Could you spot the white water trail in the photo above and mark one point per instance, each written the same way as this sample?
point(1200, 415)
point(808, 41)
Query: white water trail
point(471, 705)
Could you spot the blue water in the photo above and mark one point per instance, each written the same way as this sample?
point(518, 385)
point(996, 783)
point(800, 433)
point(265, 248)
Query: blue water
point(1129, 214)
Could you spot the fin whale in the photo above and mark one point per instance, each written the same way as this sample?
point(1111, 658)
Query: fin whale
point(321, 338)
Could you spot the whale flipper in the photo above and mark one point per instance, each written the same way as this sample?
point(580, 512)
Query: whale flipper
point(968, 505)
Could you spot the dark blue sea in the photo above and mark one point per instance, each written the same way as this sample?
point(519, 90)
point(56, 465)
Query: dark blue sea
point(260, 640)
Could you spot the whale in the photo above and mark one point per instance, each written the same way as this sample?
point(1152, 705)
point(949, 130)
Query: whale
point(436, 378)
##########
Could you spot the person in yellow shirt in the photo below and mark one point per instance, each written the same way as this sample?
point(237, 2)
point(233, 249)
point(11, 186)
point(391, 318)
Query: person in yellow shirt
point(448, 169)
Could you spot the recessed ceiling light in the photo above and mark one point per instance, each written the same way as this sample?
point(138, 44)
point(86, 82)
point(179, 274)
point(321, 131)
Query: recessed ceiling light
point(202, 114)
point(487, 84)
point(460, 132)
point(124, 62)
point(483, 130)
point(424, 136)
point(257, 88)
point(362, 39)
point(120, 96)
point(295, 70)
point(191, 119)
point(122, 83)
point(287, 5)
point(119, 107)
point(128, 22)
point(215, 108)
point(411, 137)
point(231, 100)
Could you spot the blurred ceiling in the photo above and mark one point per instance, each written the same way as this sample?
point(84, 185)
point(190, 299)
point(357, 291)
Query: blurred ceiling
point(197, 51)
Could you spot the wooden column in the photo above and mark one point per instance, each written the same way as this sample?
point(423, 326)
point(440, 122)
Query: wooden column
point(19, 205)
##########
Could you repeat, word for word, the lines above, starting with the one that contains "Could you spot the blurred" and going on through the one that contains "point(19, 205)", with both of those lines included?

Could you spot the blurred ceiling in the photo above and mark one point per instance, each written the same way as this sample?
point(84, 185)
point(190, 299)
point(357, 291)
Query: blurred ceiling
point(197, 51)
Could you spot the wooden column in the photo above and mark one point per instance, each written the same way as this sample?
point(423, 326)
point(440, 122)
Query: wooden column
point(19, 205)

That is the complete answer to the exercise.